**EXERCISE AIM**
The records below must be retyped exactly.

>> BEGIN WORKING DATA

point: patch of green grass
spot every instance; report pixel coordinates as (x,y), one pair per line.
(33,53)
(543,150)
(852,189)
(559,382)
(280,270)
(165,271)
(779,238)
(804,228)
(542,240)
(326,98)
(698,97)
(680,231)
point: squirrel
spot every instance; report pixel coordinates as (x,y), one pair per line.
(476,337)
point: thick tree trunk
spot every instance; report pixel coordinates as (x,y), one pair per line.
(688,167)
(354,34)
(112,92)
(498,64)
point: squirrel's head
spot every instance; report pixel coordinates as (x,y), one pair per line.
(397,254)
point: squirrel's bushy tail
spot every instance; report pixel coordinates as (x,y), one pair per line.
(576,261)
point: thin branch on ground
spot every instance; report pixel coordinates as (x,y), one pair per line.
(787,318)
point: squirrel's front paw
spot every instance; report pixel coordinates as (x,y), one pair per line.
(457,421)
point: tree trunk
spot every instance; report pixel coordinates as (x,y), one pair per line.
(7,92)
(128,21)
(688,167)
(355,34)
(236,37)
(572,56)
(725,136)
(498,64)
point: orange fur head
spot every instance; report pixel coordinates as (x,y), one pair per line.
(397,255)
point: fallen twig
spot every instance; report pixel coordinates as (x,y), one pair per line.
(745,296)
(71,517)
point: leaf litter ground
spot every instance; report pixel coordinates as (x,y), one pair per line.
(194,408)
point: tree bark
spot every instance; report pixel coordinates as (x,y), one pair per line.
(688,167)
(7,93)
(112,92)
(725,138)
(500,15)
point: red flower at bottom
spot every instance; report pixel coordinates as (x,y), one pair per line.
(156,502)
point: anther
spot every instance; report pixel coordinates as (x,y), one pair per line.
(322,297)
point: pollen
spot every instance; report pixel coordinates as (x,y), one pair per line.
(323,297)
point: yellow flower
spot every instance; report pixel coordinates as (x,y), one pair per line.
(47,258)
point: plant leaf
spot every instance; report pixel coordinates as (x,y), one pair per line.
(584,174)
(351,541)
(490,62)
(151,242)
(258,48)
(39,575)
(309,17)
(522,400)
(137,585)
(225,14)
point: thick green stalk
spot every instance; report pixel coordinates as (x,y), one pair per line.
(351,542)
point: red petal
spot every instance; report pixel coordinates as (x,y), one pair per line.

>> END WORKING DATA

**TASK SOLUTION**
point: patch of green grass
spot every instance; report pixel coordinates as (x,y), one pair per line.
(33,53)
(543,150)
(852,189)
(559,382)
(280,270)
(165,271)
(779,238)
(804,228)
(542,240)
(326,98)
(698,97)
(680,231)
point: squirrel
spot every instance; report pixel coordinates as (x,y), one pair per line.
(476,337)
point: thick tree trunk
spot every instance; report pixel coordinates as (x,y), one pair per line.
(688,167)
(354,34)
(112,92)
(498,64)
point: squirrel's head
spot every instance; report pixel coordinates as (x,y), one pair per line.
(397,254)
point: squirrel's bushy tail
spot every instance; report pixel coordinates as (x,y), one pair per line.
(576,261)
point: thin branch on ground
spot every instance; report pixel coordinates as (x,y), one pair per line.
(787,318)
point: squirrel's front paw
spot every instance; report pixel coordinates as (x,y), one pair per line.
(457,421)
point: tree trunk
spot every instance; report pixel coordinates as (x,y), one pair per line.
(7,92)
(128,21)
(688,167)
(355,34)
(236,37)
(572,56)
(725,136)
(498,64)
point: orange fur head
spot every instance; report pixel coordinates as (x,y), one pair per line.
(397,255)
point: fallen twig
spot every instance; report pixel coordinates as (x,y), one pair per line.
(745,296)
(71,517)
point: leaf litter ground
spot every instance; report pixel coordinates as (x,y), one pair per line.
(194,408)
point: tree bark
spot every instance; report pixel coordinates as (x,y), one pair per line.
(688,167)
(7,93)
(112,92)
(725,138)
(500,15)
point: red flower at bottom
spot every instance; report pixel coordinates as (x,y), one pair per line.
(156,502)
point: anther
spot every instance; report pixel coordinates as (x,y), one pair per line.
(322,297)
point: pollen
spot every instance; report pixel coordinates as (x,y), one pair per line.
(323,297)
point: yellow flower
spot every instance; report pixel coordinates as (x,y), one pair per line.
(47,258)
point: plant leaf
spot every instance; report pixel coordinates as (x,y), one pair per line.
(584,174)
(351,541)
(490,62)
(151,242)
(258,48)
(39,575)
(309,17)
(522,400)
(137,585)
(225,14)
point: thick green stalk
spot every instance; report pixel coordinates as (x,y), one pair per line.
(351,542)
point: red petal
spot every instance; report pixel coordinates as (x,y), one pair per line.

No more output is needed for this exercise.